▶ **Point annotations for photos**
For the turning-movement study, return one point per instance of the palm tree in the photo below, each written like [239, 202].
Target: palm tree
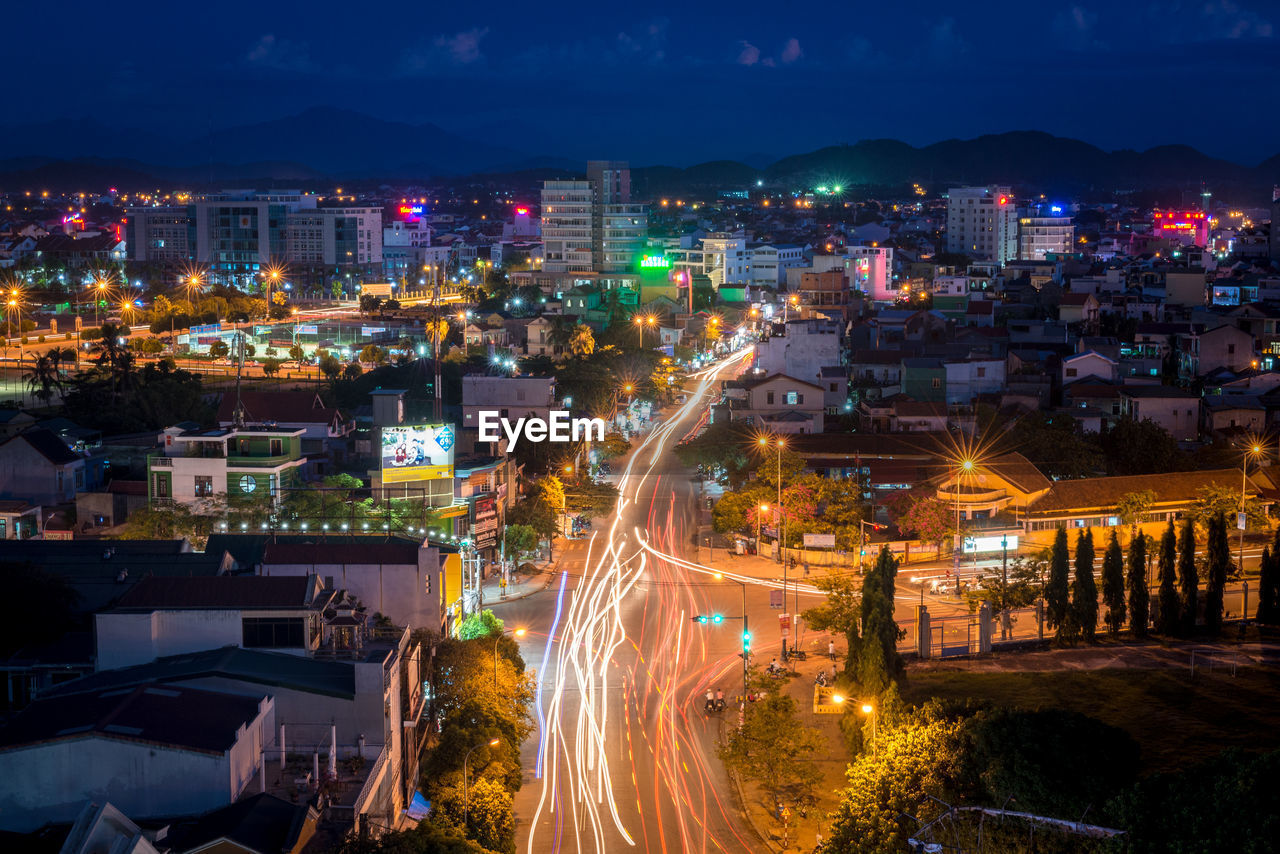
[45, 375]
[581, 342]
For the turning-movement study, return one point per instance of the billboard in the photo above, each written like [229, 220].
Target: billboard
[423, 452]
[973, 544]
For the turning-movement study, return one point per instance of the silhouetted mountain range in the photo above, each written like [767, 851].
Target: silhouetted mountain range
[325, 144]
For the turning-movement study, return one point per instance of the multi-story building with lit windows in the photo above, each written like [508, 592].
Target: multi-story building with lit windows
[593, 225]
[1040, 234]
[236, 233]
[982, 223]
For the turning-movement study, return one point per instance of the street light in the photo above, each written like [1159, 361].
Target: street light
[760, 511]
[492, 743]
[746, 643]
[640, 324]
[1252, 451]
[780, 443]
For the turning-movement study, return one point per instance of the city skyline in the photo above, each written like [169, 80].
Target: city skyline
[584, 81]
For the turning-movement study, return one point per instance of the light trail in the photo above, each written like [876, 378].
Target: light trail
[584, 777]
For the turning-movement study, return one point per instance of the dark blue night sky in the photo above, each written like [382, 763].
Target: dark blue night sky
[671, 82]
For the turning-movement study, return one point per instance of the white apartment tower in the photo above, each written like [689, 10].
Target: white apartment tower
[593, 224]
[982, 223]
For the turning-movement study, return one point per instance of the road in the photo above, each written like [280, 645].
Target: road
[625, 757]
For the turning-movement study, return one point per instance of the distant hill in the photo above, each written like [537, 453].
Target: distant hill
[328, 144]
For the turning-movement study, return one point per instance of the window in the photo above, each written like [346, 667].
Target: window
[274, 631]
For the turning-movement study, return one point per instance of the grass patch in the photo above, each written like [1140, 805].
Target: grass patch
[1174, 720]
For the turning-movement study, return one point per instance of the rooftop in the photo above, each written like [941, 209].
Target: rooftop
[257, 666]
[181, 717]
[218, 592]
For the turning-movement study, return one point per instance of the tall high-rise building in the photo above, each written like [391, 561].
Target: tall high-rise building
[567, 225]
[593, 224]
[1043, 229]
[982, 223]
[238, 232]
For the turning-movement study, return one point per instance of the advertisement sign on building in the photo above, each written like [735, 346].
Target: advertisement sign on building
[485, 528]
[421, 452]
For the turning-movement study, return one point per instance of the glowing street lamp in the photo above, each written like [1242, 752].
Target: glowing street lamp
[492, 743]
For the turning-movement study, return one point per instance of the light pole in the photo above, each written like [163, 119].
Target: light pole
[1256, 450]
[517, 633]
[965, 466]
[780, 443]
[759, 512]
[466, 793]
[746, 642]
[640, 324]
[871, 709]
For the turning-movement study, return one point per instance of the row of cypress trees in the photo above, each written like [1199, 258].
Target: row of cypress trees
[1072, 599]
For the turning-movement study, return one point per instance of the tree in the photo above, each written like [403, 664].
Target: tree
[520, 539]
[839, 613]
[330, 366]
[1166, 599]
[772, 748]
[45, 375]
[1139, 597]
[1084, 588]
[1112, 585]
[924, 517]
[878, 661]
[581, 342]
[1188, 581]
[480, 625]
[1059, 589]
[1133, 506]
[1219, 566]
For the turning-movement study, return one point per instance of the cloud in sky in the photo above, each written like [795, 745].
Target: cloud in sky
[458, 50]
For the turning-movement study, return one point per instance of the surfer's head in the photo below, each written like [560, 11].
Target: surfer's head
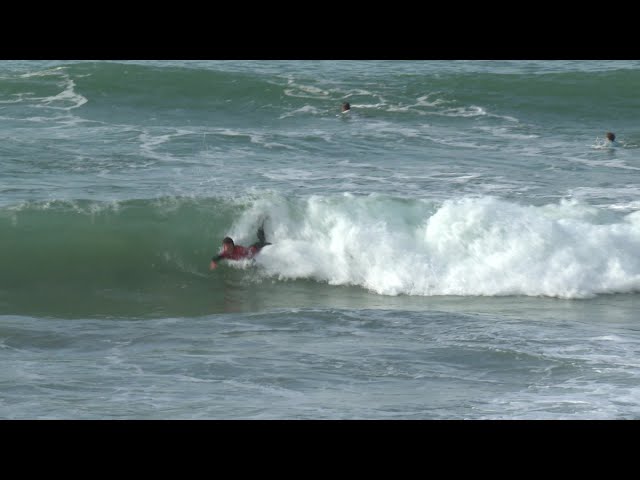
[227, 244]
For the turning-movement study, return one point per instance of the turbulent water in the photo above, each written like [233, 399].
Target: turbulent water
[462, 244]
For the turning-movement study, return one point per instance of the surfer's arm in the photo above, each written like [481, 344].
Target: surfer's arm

▶ **DIRECTIVE**
The lines to copy run from the line containing "like [560, 11]." through the end of the data above; copy exactly those, minus the pictures.

▶ **RESPONSE FOR THIS EXERCISE**
For the turning-movement study, return one point per instance of the surfer's head in the photo below, each written like [560, 11].
Target: surfer's head
[227, 244]
For the turning-movement study, return one point per instance of the turbulent water in the photo above, each written like [233, 399].
Target: turbulent water
[462, 244]
For the turning-movement study, return one point per instance of the surfer's arm in the photo above, each written like [481, 344].
Target: surfer's arm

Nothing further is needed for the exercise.